■ Problem details
Filter the lines below and copy each one that contains the word "dark". Treat the match as case-sensitive.

Lines of data:
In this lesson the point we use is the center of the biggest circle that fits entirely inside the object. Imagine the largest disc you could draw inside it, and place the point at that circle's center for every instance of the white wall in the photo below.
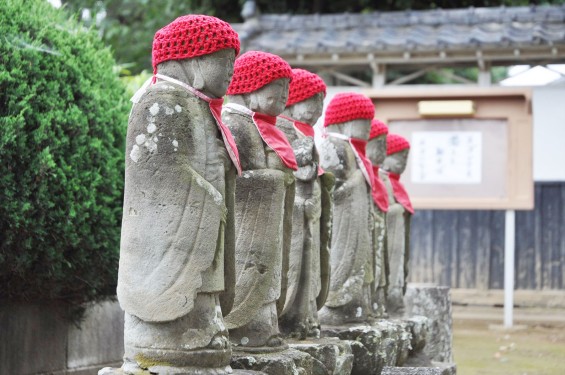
(548, 105)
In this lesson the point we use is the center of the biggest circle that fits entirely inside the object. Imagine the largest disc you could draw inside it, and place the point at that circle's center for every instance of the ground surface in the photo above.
(535, 346)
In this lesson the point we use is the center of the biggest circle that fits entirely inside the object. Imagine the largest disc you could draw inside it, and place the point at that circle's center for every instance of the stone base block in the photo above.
(175, 371)
(433, 302)
(384, 343)
(289, 361)
(437, 368)
(332, 356)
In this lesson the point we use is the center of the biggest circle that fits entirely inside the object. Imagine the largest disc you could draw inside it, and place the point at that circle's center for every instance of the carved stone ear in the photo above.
(198, 83)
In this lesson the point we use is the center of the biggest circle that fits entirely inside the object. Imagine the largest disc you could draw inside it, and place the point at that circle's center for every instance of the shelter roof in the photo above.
(509, 34)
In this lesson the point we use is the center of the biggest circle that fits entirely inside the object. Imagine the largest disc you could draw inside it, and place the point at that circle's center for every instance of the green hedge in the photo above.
(63, 116)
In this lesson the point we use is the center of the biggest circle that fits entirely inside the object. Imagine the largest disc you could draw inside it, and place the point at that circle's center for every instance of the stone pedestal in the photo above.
(433, 302)
(289, 361)
(437, 368)
(331, 355)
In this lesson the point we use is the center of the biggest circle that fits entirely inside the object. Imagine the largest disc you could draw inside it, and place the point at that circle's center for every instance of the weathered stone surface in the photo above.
(437, 368)
(172, 371)
(309, 268)
(398, 229)
(98, 340)
(290, 361)
(419, 327)
(33, 338)
(433, 302)
(264, 201)
(384, 343)
(177, 227)
(331, 355)
(376, 152)
(349, 296)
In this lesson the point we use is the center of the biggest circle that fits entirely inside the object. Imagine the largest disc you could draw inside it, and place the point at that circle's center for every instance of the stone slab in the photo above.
(332, 356)
(383, 343)
(433, 302)
(34, 338)
(119, 371)
(438, 368)
(99, 339)
(289, 361)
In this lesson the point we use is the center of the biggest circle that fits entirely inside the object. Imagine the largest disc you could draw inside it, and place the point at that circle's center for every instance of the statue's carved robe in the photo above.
(177, 231)
(263, 208)
(398, 245)
(309, 268)
(379, 243)
(351, 264)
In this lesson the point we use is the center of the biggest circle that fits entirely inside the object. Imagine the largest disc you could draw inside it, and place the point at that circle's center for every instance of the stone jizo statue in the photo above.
(177, 230)
(376, 152)
(264, 199)
(397, 222)
(308, 271)
(348, 123)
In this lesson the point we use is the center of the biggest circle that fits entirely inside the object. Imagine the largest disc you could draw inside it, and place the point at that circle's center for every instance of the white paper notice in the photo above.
(446, 157)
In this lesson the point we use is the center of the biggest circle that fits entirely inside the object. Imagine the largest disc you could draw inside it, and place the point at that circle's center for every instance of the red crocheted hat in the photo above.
(192, 35)
(377, 128)
(304, 85)
(348, 106)
(255, 69)
(396, 143)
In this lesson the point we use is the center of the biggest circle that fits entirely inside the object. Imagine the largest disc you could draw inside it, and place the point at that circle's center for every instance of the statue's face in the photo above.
(396, 163)
(216, 70)
(359, 128)
(271, 98)
(309, 110)
(376, 149)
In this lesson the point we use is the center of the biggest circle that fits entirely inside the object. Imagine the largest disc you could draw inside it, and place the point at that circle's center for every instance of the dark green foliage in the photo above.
(63, 115)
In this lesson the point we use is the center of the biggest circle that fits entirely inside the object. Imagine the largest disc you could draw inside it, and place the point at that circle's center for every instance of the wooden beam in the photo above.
(412, 76)
(352, 80)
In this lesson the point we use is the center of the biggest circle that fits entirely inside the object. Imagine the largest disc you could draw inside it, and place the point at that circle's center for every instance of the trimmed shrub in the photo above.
(63, 116)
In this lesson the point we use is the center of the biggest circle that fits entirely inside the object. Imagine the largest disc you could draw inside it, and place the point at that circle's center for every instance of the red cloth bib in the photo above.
(400, 193)
(275, 139)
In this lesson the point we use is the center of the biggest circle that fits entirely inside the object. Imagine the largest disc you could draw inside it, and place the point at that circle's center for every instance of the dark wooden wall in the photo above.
(465, 249)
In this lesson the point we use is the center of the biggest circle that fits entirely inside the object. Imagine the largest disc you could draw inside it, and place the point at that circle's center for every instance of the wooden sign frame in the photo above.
(511, 106)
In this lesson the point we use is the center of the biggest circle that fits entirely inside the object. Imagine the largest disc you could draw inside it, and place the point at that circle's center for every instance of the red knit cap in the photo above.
(304, 85)
(377, 128)
(255, 69)
(396, 143)
(348, 106)
(191, 36)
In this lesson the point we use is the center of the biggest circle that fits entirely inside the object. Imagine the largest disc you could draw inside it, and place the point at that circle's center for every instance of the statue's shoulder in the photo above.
(237, 121)
(287, 127)
(167, 94)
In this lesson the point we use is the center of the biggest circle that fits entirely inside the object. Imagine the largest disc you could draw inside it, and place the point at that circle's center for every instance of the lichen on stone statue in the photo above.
(177, 244)
(397, 222)
(308, 271)
(264, 199)
(347, 123)
(376, 152)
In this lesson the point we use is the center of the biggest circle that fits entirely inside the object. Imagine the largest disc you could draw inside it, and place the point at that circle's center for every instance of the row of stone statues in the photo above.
(234, 225)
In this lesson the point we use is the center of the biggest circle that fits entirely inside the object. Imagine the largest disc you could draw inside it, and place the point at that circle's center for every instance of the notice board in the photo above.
(472, 160)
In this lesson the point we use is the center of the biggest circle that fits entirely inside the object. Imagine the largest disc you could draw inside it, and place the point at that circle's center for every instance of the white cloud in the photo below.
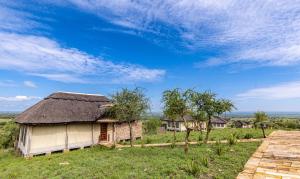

■ Complete response
In this lesson the point we use is the center of the biggest circle that fits entirely inside the object. Imagine the largest disc you could draw inside it, and place the point at that circle's center for every instance of the dark green foliage in the photo above.
In this lesson the point we use is the center of the biggest circle that fits entirely inside the object. Imagine the largest disc you could draw inside it, and place the point at that circle's center for every instance of the dark wooden wall in the photo above.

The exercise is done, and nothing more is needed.